Tugas a. Kutip setiap kalimat dalam artikel tentang komik di bawah ini yang memuat kata "komik", tidak termasuk judul dan baris editor.

Kutipan Terpilih.
Menikmati Kedalaman Pesona Komik secara Integral

Editor: Koko Triarko

Menurut Jim, articifation komik pada seni rupa kontemporer masih dibaca sebagai penggunaan gejala artistik pada komik, dalam pertentangan pandangan di dunia seni rupa. Persoalan artification ini tidak masuk ke dunia komik dan menyentuh standar-standar artistik komik.

“Bila seni rupa kontemporer sesungguhnya mengutamakan masyarakat dan budaya, pengkajian standar-standar artistik komik bisa menjadi awal pencarian standar-standar artistik seni rupa kontemporer,” ujarnya.

Bila melihat perjalanan komik dalam perkembangannya disebut dengan istilah cerita bergambar (cergam), komik Indonesia dimulai sejak 1920-an.

Data yang Diberikan.

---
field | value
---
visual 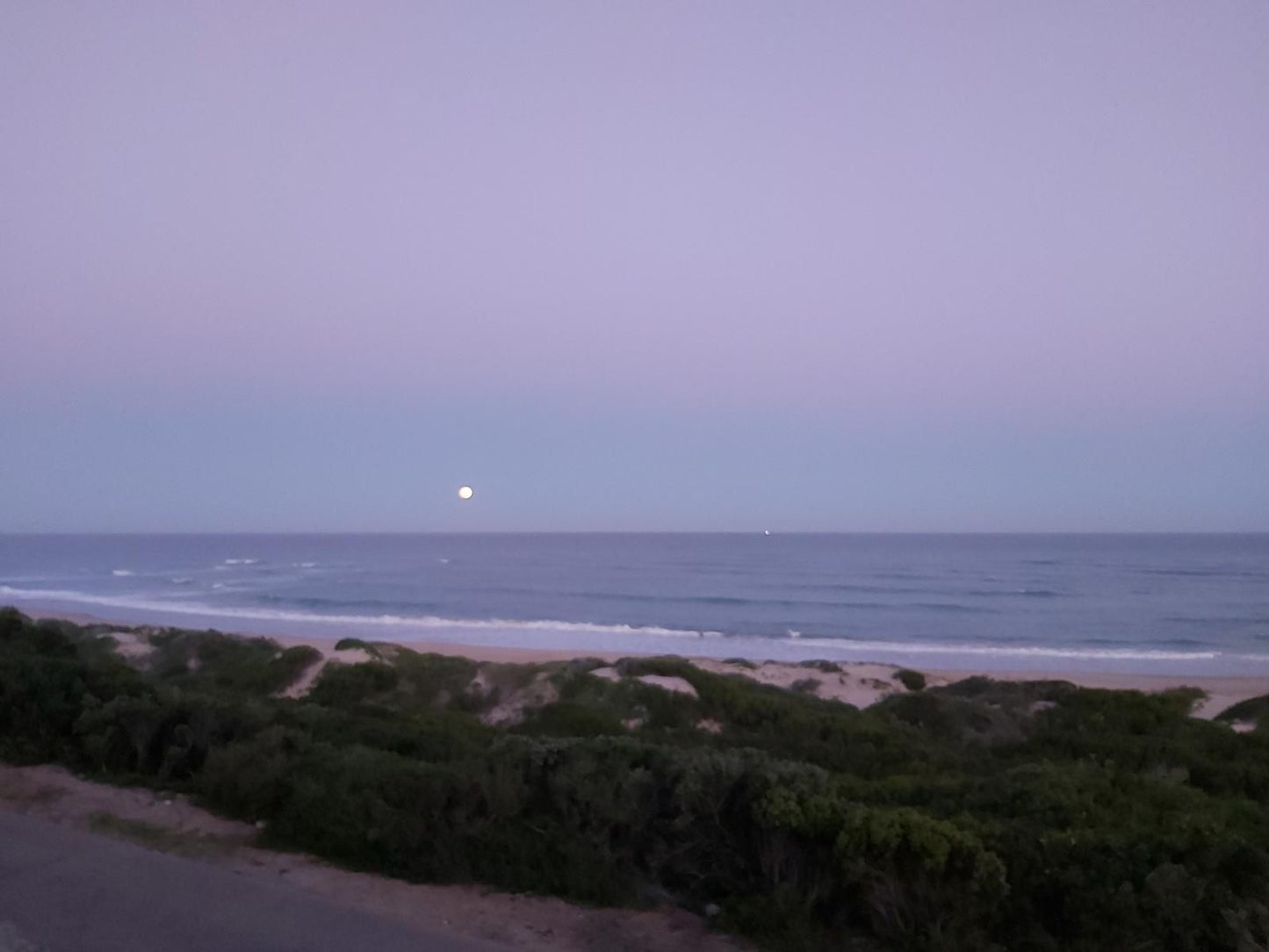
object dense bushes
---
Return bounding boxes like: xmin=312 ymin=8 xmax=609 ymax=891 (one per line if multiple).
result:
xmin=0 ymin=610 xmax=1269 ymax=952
---
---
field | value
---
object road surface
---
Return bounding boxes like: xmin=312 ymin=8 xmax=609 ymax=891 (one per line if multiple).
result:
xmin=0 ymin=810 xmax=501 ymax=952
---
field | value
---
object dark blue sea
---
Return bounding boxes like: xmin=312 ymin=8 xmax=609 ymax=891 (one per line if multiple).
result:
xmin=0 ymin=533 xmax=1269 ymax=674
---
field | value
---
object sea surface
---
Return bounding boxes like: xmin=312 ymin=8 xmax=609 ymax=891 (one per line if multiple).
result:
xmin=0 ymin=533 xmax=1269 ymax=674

Tugas b. Hitung baris dalam daftar di atas yang memuat kata "object". Jawab dengan angkanya saja.

Jawaban Akhir a.
1. Menurut Jim, articifation komik pada seni rupa kontemporer masih dibaca sebagai penggunaan gejala artistik pada komik, dalam pertentangan pandangan di dunia seni rupa.
2. Persoalan artification ini tidak masuk ke dunia komik dan menyentuh standar-standar artistik komik.
3. “Bila seni rupa kontemporer sesungguhnya mengutamakan masyarakat dan budaya, pengkajian standar-standar artistik komik bisa menjadi awal pencarian standar-standar artistik seni rupa kontemporer,” ujarnya.
4. Bila melihat perjalanan komik dalam perkembangannya disebut dengan istilah cerita bergambar (cergam), komik Indonesia dimulai sejak 1920-an.

Jawaban Akhir b. 4